The pointed impact of Enlightenment-era virtues on typography
Claude Garamond’s fonts prevailed during a revolutionary period in Europe. Starting with the Reformation, the Roman Church faced serious theological challenges. By the 17th century, the new intellectual class was challenging long-standing—if not scriptural—parts of the Church’s cosmology, including orthodox physics that dated back some 1800 years to the time of Aristotle. New insights about the motion of planets and comets invited new theories about gravity and elliptical motion, and in 1687, Isaac Newton published Philosophiae Naturalis Principia Mathematica (Mathematical Principles of Natural History).
Officially, this was a publication of the Royal Society, an English association of curious men of leisure. The year before, they’d gone broke publishing a lavish(ly unpopular) book on the history of fish. So it fell to their clerk and Newton’s friend, Edmond Halley, to fund the publication of Newton’s Principia. He hired Joseph Streater, a printing heir who kept his press running by stooping to lows that would have made Gutenberg wipe away tears with fistfuls of indulgences: he was a pornographer.
No matter, for Principia, Streater chose a Garamond font, St. Augustine, still popular 126 years after Claude Garamond’s death. Principia’s first-edition run of 400 copies sold out quickly. It was the culmination of the advances in communication technology that preceded it in the Rennaissance; it was also the harbinger of a new era: The Age of Enlightenment.
Back in Garamond’s homeland, France, Enlightenment virtues found their home at the Imprimeur Royale. Ancient emperors had understood that knowledge was power, and built libraries to house their collections of scrolls. Following their lead, King Louis XIII had established a royal press and, therefore, royal control of information. In 1692 his son, Louis XIV, commissioned a new typeface for the royal printer: Romain du Roi, the King’s Roman.
Renaissance Romans, from the De Spiras’ to Garamond’s, were used in machines, but they were created by hand. A punch cutter would hand-cut punches, in order to hand-punch moulds, in order to hand-cast matrices, and so on. The resulting fonts provided uniform letters, but in the details and dimensions of the fonts we find, still, the human touch in all its imperfection, artistry, and character. Romain du Roi, true to Enlightenment-era rationalization, dispensed with the instinct and intuition of a human punchcutter, and replaced it with the rigid regularity of geometry.
Designed by a committee, each letterform of Romain du Roi, was drawn on a grid of points, each point 1/144th of a French inch. The detail was unnecessary: no punchcutter at the time could machine letters to such fine detail, and it wouldn’t have resulted in a visible difference when printed anyway. This allowed punchcutter Phillippe Grandjean the chance to humanize the cold, geometric forms handed to him by Romain du Roi’s designers.
The innovation of the grid opened up a new “intermediate” era of typography. Soon, Pierre Simon Fournier had modified the grid system, using 72 points per Paris inch, and launched his own type foundry, creating fonts with unprecedented contrast between thick and thin strokes. To their own detriment: Fournier’s matrices were prone to shattering. The new division of labour between font design and punchcutting also opened the field to a heavyweight of the era and one of the enduring names in typography, John Baskerville, who designed fonts but left their creation to smiths.
The Enlightenment virtues of rules and regularity served Louis XIV well. His reign was the peak of absolute monarchy, as he established laws to bring the French aristocracy and church to heel. But the power of rules would soon supersede the power of monarchies themselves. Great political changes were underway, with letters leading the way.

▶ [Work task 1]: Please list every person named in the typography passage's paragraph that begins "Officially, this was a publication of the Royal Society."
▶ [Work task 2]: According to the typography passage, how many copies were in the first-edition run of Principia?
You won't need any of the material that comes next.

▶ [Information]:
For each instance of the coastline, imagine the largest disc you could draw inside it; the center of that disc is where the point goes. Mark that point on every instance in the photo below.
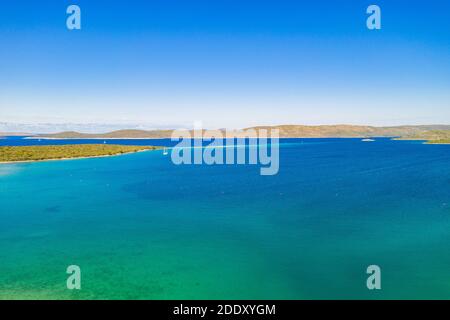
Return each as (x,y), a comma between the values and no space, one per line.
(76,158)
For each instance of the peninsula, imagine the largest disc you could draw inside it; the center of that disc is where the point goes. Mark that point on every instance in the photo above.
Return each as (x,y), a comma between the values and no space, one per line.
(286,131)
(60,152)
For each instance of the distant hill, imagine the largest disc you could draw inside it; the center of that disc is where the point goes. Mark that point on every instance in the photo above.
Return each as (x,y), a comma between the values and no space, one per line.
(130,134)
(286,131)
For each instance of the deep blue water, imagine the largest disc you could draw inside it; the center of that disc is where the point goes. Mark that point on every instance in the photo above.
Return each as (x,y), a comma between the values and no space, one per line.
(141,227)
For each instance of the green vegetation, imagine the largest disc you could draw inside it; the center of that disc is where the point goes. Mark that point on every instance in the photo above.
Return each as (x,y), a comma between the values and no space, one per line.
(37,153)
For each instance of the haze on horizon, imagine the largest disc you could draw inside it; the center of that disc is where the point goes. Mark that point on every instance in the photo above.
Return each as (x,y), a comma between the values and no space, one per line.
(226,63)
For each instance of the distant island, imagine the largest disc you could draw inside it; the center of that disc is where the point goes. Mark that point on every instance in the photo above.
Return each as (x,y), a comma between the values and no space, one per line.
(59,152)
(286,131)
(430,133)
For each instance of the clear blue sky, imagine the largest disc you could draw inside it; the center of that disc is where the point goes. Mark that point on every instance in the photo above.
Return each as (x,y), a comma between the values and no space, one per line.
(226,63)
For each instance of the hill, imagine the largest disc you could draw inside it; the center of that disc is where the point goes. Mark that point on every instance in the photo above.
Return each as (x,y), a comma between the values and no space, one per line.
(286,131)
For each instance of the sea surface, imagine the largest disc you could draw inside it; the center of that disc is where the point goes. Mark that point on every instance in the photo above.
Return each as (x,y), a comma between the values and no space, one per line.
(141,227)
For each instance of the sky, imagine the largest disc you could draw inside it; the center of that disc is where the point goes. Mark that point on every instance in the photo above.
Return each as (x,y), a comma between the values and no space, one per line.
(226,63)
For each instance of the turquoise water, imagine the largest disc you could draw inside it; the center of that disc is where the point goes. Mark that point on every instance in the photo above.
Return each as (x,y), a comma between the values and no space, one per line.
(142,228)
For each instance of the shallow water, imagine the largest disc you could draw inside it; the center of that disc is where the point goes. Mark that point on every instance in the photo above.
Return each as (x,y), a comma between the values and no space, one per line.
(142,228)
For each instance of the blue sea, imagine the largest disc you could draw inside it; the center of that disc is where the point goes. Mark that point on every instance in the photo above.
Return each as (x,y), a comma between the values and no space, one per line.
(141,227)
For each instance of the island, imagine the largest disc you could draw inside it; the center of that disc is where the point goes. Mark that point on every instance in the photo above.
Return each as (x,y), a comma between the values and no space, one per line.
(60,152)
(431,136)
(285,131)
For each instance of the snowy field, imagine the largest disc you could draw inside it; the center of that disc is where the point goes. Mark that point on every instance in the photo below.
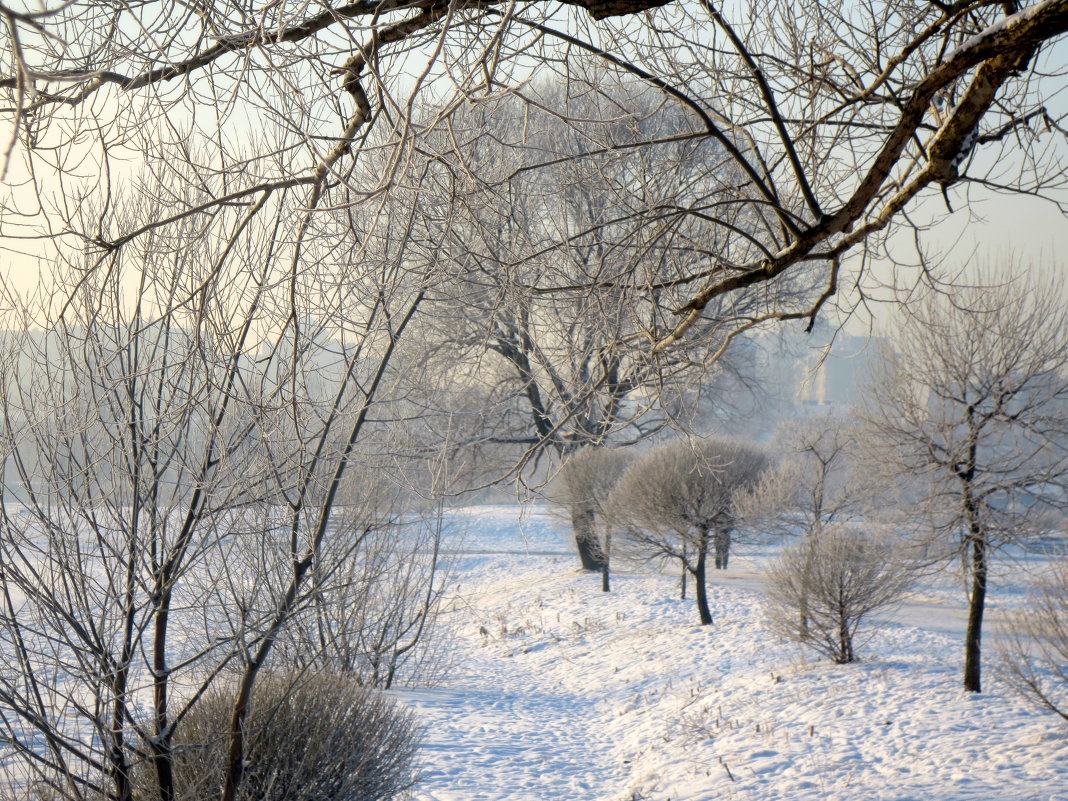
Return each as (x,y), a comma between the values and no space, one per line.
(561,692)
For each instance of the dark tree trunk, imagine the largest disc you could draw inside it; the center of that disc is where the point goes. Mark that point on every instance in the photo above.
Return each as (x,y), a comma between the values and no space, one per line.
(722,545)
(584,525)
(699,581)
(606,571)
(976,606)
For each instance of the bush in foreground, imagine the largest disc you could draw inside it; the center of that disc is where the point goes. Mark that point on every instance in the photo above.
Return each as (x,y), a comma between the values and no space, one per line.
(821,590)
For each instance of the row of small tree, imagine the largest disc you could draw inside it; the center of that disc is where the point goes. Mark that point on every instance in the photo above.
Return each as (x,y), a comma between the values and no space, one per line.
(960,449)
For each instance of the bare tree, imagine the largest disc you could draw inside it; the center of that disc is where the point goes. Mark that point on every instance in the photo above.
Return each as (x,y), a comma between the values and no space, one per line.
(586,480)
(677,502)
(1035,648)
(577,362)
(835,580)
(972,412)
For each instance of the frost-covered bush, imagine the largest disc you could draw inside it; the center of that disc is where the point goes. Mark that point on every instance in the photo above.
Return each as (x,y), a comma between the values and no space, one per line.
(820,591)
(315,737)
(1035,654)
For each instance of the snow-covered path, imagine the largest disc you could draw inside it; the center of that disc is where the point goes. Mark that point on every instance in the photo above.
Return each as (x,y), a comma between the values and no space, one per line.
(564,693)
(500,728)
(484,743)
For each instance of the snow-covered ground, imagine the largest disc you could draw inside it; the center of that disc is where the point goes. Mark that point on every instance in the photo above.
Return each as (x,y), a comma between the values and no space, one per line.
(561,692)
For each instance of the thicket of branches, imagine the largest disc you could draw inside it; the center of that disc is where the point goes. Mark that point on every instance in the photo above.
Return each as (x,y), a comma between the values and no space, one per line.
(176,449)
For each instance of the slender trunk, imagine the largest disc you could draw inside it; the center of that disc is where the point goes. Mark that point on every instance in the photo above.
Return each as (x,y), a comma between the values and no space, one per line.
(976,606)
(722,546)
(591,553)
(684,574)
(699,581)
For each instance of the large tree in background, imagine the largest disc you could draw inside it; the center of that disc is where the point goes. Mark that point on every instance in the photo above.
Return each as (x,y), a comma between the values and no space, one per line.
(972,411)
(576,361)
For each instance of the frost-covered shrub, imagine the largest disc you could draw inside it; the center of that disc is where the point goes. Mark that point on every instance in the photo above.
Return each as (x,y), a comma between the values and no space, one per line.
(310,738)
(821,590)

▶ [Answer space 1]: Newton, Edmond Halley, Joseph Streater, Gutenberg

▶ [Answer space 2]: 400 copies